# DADOS DE ENTRADA
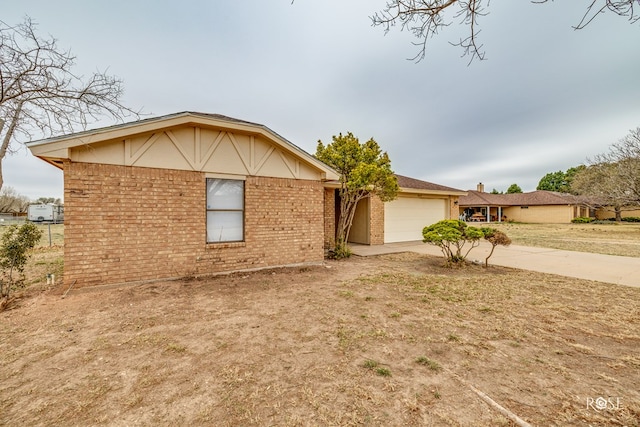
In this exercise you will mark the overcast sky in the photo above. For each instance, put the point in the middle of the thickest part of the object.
(547, 97)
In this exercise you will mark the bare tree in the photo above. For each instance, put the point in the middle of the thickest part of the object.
(426, 18)
(40, 95)
(613, 178)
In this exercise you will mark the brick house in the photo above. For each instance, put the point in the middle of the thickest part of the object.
(534, 207)
(196, 194)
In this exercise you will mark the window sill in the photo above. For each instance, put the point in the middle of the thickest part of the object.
(225, 245)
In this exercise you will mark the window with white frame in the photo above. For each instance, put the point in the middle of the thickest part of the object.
(225, 210)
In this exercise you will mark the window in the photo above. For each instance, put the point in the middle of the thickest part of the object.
(225, 210)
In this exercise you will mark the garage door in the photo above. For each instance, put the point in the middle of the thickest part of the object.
(405, 217)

# DESCRIÇÃO DO PROBLEMA
Pode reescrever todos os dados acima trocando "brick house" por "stone house", sem alterar mais nada? Deixe as imagens de fora da resposta.

# SOLUÇÃO DA TAREFA
In this exercise you will mark the overcast sky in the photo above. For each instance, put the point in the middle of the thickest part of the object.
(547, 97)
In this exercise you will mark the bare tree in the photo above. For each instance, put the point in the middle of the thickest part of the object.
(426, 18)
(40, 95)
(613, 178)
In this exercise you will mark the stone house in the photo above. For each instance, put the point in the middle of the thickest part of the object.
(534, 207)
(196, 194)
In this exercise you will mark the window sill in the photo above. For each instance, put the point in the middle of the thickest part of the object.
(225, 245)
In this exercise you will mark the window with white frame in the photo above. For each instance, put the point in the middle of the thickest part of the object.
(225, 210)
In this exercise you will mark the window in the photo above. For each instance, put the point in the middle of the thickest part of the object.
(225, 210)
In this exercise you will mark the garage door in the photo above. For each instance, put the point in the middle of the thickest part of the object.
(405, 217)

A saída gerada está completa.